They found that the test participants could be divided into four groups: two groups had normal weight and two groups had obesity.
The two groups with obesity also differed in their physiological and molecular profiles.
Allan Vaag explains that this indicates that there are two unique subtypes of obesity, each of which provides its own risk to health. One subtype appears to be significantly more unhealthy than the other, since it is associated with more inflammation, which in turn is known to be associated with an increased risk of developing various diseases.
Altered epigenetic contact
The researchers also found other differences between the two groups with obesity.
The group with higher levels of inflammatory markers in the blood also had increased levels of insulin in the pancreas and decreased levels of neuronatin in tissue. Neuronatin is associated with epigenetic alterations, and reduced neuronatin levels are thought to represent a main cause of the identified differences.
To understand the significance of these lower levels of neuronatin, the researchers investigated the effect of low levels of neuronatin in mice.
They found that this increased the likelihood of epigenetic alterations towards a more unhealthy metabolic profile – exactly what the researchers had found in the twin studies.
The researchers also found that neuronatin is involved in controlling an epigenetic regulatory mechanism that can be switched on or off. With low levels of neuronatin, there was an increased likelihood of the switch being activated and causing the unhealthy subtype of obesity or not being activated at all. With high levels of neuronatin, the switch was harder to activate and the risk of the unhealthy subtype of obesity was thus lower. There was no overlap between the two subtypes: either one or the other.
“Epigenetics seems to make the switch to the unhealthy obesity subtype easier when the body lacks neuronatin. The interesting thing therefore is to investigate why an individual may lack neuronatin ,” says Allan Vaag.
Increased insulin leads to developing obesity
In follow-up studies, the researchers also found that mice with the unhealthy subtype of obesity had elevated levels of insulin in their pancreas.
This indicates that neuronatin, epigenetics, increased insulin production in the pancreas and obesity may be linked. Indeed, it is known that elevated insulin is associated with an increased risk of developing obesity.
“This also indicates that genetics cannot explain the development of this subtype of obesity. Epigenetic differences seems to be the decisive factor, and this is new,” explains Allan Vaag.
Opportunity for earlier treatment
Allan Vaag sees clinical potential in the new discovery since epigenetic control of the genes is usually established during fetal development.
This means that epigenetic changes can occur during fetal development, so that even identical twins with exactly the same genes have different risks of developing diseases associated with obesity. Allan Vaag and his group already many years ago demonstrated that among genetically identical twin pairs in which only one twin has type 2 diabetes, the twins without diabetes had both relatively higher weight at birth and less obesity in adulthood. Thus, Allan Vaag thinks that identifying what happens during fetal development will be useful, since this may affect a person’s weight profile for the rest of their lives. Determining when this occurs will also be relevant.
Allan Vaag envisions that the explanation could be a hormone-disrupting substance or a dietary factor that affects epigenetic control during fetal development.
Identifying both the cause and the time of the changes may enable interventions that can alleviate the problem.
“The development of obesity does not just result from excessive food and unfortunate genes but also from how the genes are regulated epigenetically. This is expressed throughout life, but the starting-point is fetal development,” says Allan Vaag.
He also thinks that developing methods to rapidly investigate which subtype of obesity people have can provide much more personalised treatment.
“Preventive treatment can start much earlier and target the results of epigenetics,” concludes Allan Vaag.
════════════════════
* Aim of the exercise
Print the excerpt on obesity subtypes from "To understand the" up to and including "or the other.". Work only from the excerpt on obesity subtypes.

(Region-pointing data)
════════════════════
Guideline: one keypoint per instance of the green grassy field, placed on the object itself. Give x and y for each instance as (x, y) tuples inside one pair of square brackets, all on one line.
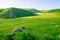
[(42, 27)]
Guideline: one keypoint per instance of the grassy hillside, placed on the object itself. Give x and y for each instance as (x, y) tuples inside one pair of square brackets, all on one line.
[(54, 11), (31, 10), (42, 27), (15, 13)]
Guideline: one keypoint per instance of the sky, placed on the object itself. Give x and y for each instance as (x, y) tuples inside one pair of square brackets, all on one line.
[(37, 4)]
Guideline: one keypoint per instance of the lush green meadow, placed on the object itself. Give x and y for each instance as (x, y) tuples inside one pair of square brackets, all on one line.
[(42, 27)]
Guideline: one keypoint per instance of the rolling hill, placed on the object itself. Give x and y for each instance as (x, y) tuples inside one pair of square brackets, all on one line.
[(15, 13), (54, 11)]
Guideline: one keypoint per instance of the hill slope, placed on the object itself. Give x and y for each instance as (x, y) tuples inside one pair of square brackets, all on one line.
[(15, 13), (54, 11)]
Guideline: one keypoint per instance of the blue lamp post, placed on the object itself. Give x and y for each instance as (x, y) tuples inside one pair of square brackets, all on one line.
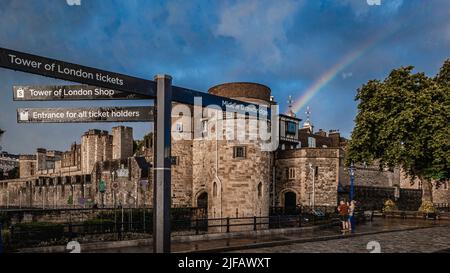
════════════════════
* Response to this exercise
To understand the significance of these lower levels of neuronatin, the researchers investigated the effect of low levels of neuronatin in mice.
They found that this increased the likelihood of epigenetic alterations towards a more unhealthy metabolic profile – exactly what the researchers had found in the twin studies.
The researchers also found that neuronatin is involved in controlling an epigenetic regulatory mechanism that can be switched on or off. With low levels of neuronatin, there was an increased likelihood of the switch being activated and causing the unhealthy subtype of obesity or not being activated at all. With high levels of neuronatin, the switch was harder to activate and the risk of the unhealthy subtype of obesity was thus lower. There was no overlap between the two subtypes: either one or the other.